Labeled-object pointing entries
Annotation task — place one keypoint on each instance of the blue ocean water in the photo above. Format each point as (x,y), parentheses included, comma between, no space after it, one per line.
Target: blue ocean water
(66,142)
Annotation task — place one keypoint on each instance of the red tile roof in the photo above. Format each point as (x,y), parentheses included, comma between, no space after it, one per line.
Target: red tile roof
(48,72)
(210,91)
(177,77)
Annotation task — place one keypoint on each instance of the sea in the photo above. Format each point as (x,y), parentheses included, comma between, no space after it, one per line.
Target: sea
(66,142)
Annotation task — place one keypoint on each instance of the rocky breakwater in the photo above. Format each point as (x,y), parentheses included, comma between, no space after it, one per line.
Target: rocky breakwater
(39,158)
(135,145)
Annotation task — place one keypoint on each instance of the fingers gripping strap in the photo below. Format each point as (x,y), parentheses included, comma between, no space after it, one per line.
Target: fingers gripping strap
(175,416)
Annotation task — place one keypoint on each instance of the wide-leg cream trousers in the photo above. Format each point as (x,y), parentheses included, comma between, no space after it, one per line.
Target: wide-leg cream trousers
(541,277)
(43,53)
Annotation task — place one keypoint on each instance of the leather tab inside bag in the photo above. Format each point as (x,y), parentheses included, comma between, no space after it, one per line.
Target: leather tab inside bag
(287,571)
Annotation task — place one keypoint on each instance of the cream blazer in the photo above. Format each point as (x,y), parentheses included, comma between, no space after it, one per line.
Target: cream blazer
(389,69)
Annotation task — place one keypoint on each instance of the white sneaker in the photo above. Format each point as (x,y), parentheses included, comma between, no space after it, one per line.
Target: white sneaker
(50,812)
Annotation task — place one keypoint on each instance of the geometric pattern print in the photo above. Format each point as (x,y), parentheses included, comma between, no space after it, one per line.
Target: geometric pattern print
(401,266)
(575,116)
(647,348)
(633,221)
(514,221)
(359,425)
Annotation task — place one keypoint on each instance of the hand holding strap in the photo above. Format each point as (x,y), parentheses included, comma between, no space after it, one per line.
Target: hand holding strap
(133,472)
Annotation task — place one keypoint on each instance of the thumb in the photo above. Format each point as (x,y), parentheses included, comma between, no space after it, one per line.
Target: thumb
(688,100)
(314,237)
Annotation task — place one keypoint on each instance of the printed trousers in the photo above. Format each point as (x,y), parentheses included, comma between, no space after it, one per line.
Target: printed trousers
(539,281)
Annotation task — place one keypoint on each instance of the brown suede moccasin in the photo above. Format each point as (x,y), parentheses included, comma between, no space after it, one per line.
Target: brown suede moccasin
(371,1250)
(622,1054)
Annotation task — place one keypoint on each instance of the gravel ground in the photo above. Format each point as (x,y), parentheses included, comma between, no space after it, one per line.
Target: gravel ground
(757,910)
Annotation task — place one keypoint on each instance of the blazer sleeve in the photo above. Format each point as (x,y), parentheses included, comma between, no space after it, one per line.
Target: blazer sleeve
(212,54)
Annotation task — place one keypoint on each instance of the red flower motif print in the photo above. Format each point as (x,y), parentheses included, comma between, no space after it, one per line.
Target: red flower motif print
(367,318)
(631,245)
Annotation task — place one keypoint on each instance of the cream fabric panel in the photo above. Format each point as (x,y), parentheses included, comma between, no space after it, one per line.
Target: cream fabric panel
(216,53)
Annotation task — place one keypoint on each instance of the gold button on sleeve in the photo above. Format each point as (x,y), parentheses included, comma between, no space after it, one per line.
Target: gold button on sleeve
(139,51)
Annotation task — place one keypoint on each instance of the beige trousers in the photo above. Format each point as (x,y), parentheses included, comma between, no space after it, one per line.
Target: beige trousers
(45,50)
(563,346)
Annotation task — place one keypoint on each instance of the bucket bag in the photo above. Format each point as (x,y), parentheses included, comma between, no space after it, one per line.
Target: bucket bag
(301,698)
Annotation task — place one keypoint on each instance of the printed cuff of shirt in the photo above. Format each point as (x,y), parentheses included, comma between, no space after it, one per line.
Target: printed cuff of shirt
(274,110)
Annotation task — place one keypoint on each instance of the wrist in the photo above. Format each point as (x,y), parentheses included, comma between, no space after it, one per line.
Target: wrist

#### [What to work on]
Without changing a word, restate the whole listing.

#### [Correct result]
Annotation task — place one keypoint on each instance of the blue ocean water in the photo above. Format each point as (x,y), parentheses included, comma between, no space after it, one per line.
Target: blue ocean water
(66,142)
Annotation task — place one keypoint on each instance of the red tile roof in the photo above. Format each point as (x,y), parentheses included, comma between, no space after it, one per line.
Target: red tile roof
(48,72)
(210,91)
(177,77)
Annotation task — place one keypoint on each instance of the sea in the photo above. Format each point as (x,y), parentheses included, comma between, no space after it, one per line.
Target: sea
(66,142)
Annotation task — place one keypoint on each instance of the rocky breakwater in the photo above. Format each point as (x,y), parentheses included, comma between, no space after it, one per line.
Target: rocky breakwater
(39,158)
(135,145)
Annotation task — place one keypoint on each instance of the fingers gripping strap in the photo below. Format each point as (x,y), parentheses included, comma between, no space after it, one per line.
Target: fingers gripping strap
(175,416)
Annotation task — place one keypoint on each instance of the wide-leg cream trousers in the photo above. Format each point as (x,y), parentheses included, comma between, no space after it, one per line.
Target: wide-leg cream trousers
(541,277)
(43,53)
Annotation task — place one keypoint on each instance of the leather tab inside bag in the photo above. Format each point as (x,y), parentheses included, comma between, no space after it, one per line.
Target: leather tab inside bag
(287,571)
Annotation task — place one keypoint on each instance of the cream blazer in the photo above. Format each point as (x,y), parentheses included, comma between, no space after it, one per line.
Target: cream blazer
(389,69)
Annotation task — place one keypoint on each instance of the white sneaker in the photo above. Format each point as (x,y), parentheses included, comma between, no space after it, one per line.
Target: white sneaker
(50,812)
Annotation task — place one keypoint on each instance of the geometric pattern print in the photo above. Format each point as (x,y), parentheses included, comma between, no space after it, one per line.
Target: geometric pattern print
(401,266)
(575,116)
(647,348)
(633,221)
(514,221)
(359,425)
Annotation task — place one keypoint on each instance of the hand holding strap in the photo above. Format each point as (x,y), parentheses included, comma between, no space after it, one per line.
Target: hand holding strap
(133,472)
Annotation task — place one keypoint on each instance of the thumb in the photo above. Format each point as (x,y), parentheses included, comma between, no space after it, one per line.
Target: thumb
(688,100)
(314,237)
Annotation task — place one keypoint on each instance of the printed trousers in the photo above. Format each point as (x,y), parentheses included, comma between, no space after it, one per line.
Target: printed trousers
(539,281)
Annotation task — place one keypoint on each instance of the brown suede moccasin in the photo above. Format each point as (x,y), parentheses included, comma between, no space after it, one per line.
Target: brown suede moccasin
(371,1250)
(622,1054)
Annotation task — place one keypoint on each instance of the gravel ground in the photo above. Format each point as (x,y), parentheses included, comma between, no space after it, one per line.
Target: gravel ground
(757,910)
Annotation task — place one keypoint on each instance of the blazer sleeve in the photo above. Format each point as (x,y), parentheses included, comma between, no space after it, one per line.
Target: blazer sleeve
(212,54)
Annotation task — place one keypoint on each instance of the red flower motif print in the photo above. Format each point as (x,y), parentheses included, comma between, no space after it, one per line.
Target: red flower motif print
(367,318)
(631,245)
Annotation task — place one keypoint on each instance of the cream fabric panel in the photo above. Format each point as (x,y), parentheses included, comma between, no space after it, one per line.
Target: cream fabric panel
(216,53)
Annotation task — place one keypoint on each instance of the gold button on sleeve in the photo above. Format each point as (x,y), parentheses included, comma between, no space after it, one per line.
Target: gold button on sleeve
(139,51)
Annotation task — place one keypoint on each instance of the beige trousers in the photo above. Format each point as (x,y), parentheses included, comma between, no space after it, one per line.
Target: beige trousers
(45,50)
(563,346)
Annotation task — place one keypoint on each instance of the bucket bag in the photo above. Format each point as (x,y), parentheses included, comma between, no space after it, one per line.
Target: bucket bag
(301,698)
Annotation task — place one keypoint on each instance of the printed cuff of shirt in the photo above. Format each point as (x,y), parentheses included, comma between, no space after it, one per line.
Target: printed cuff of shirt
(274,110)
Annotation task — place one keypoint on each instance of the wrist in the photo above. Format each point as (x,y), parentheses included, comma between, no space after it, one per line.
Target: wrist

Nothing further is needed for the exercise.